## Tarefas:
1. Resuma em duas frases a resenha do filme.
2. Segundo a resenha do filme, em quem se inspira o personagem Jeon Du-gwang?
3. Escreva a continuação da resenha do filme a partir da última frase apresentada.

## Texto fornecido:
□ □ □ □ □ □ □
A ambientação noturna, dominante em quase toda a duração do filme, se impõe como elemento dramatúrgico. O uso da luz e da sombra é exemplar: a mise-en-scène, rígida e composta com precisão, intensifica a tensão latente em cada cena. A fotografia constrói ambientes densos, opressivos e carregados de simbolismo, ampliando o impacto psicológico das escolhas morais que os personagens enfrentam.
A direção é rigorosa e evita didatismos. O filme não se limita a vilanizar Jeon Du-gwang (inspirado no general Chun Doo-hwan) ou a idealizar Lee Tae-shin. Em vez disso, estrutura-se como um embate ético entre dois projetos de poder. A força dramática emerge da ambiguidade das ações e das hesitações estratégicas. O roteiro, ao não assumir um ponto de vista moral simplista, permite que o espectador compreenda as motivações políticas sem jamais justificar a violência institucional que se desenha.
A performance de Hwang Jung-min é de grande controle e intensidade. Mesmo sob pesada maquiagem e caracterização, o ator entrega uma interpretação calibrada, baseada em gestos comedidos e olhares calculados. Seu Jeon Du-gwang é uma figura de autoridade ameaçadora, mas dotada de humanidade estratégica, o que evita caricaturas. Já Jung Woo-sung, como Lee Tae-shin, funciona como contrapeso ético, um militar idealista que luta por princípios democráticos num ambiente dominado por cinismo e pragmatismo. As interações entre os dois personagens são conduzidas com cadência e tensão crescente, funcionando como o eixo dramático do filme.
□ □ □ □ □ □ □
## Dados fornecidos:
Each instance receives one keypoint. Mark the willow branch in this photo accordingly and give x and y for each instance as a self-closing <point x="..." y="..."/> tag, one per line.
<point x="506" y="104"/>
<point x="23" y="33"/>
□ □ □ □ □ □ □
## Respostas:
1. A resenha elogia a fotografia noturna e o uso da luz e da sombra, além da direção rigorosa, que trata o conflito como um embate ético entre dois projetos de poder sem vilanizar nem idealizar os personagens. Também destaca a atuação controlada de Hwang Jung-min como Jeon Du-gwang e a de Jung Woo-sung como Lee Tae-shin, cujas interações formam o eixo dramático do filme.

2. No general Chun Doo-hwan.

3.
A escolha do diretor por registrar os soldados mortos com o subtítulo “mortos em batalha” revela uma camada adicional de intenção: dar voz não apenas aos vencedores da história, mas também aos esquecidos. Essa decisão destaca o filme como uma obra que busca revisitar um trauma histórico com olhar crítico e humanizador. Ao fazer isso, Kim Sung-su amplia o escopo da narrativa, transformando “12.12: O Dia” em um comentário sobre os custos da ruptura institucional e os danos colaterais da ambição política.
“12.12: O Dia” evita o didatismo histórico e aposta na tensão, no silêncio e na hesitação como condutores dramáticos. É uma obra densa, técnica e emocionalmente calibrada, que utiliza os códigos do thriller político para reconstituir uma noite em que o destino de uma nação oscilou entre convicção democrática e força bruta. A fidelidade ao real não engessa a linguagem cinematográfica, pelo contrário: o filme alcança potência justamente ao confrontar o espectador com a crueza do poder e com o vazio moral que muitas vezes o acompanha.